■ Instructions for the task: Output every entry exactly as written, but omit the pictures.
BEGIN Record set
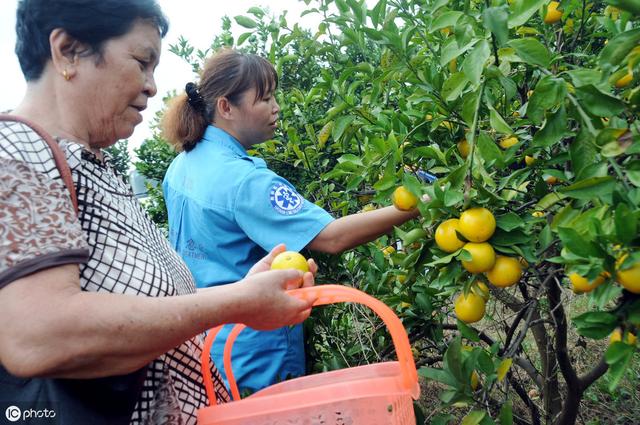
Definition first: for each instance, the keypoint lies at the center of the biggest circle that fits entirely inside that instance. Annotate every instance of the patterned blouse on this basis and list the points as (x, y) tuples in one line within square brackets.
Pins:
[(118, 247)]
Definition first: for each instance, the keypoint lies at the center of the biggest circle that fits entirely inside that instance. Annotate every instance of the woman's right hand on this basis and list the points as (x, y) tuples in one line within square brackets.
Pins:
[(267, 305)]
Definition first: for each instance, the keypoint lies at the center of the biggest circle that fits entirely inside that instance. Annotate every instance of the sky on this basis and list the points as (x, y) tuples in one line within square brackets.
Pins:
[(196, 20)]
END Record set
■ Problem solution:
Definition first: for each instance, the keypoint lies at the center of the biggest circle that fits entirely inside that instance. Annotate every instance of the patterned blouse on this basis and list the points as (x, y) tuples in one line within square brackets.
Pins:
[(118, 247)]
Definition first: for each instance, the keypoint lies at the center of the biggest circle that fits entirely inside that instance. Annotate every instance of the woman's right hand on this basis and list the points as (x, y) tuples in one line within square brackets.
Pins:
[(267, 305)]
Definition first: for each instance, the keypoint lies at the center of the biggest circle that fits entirely inside that instance. Annotate every instance of the sky on this basis and list the points as (x, y) tuples in one line within square brackets.
Pins:
[(196, 20)]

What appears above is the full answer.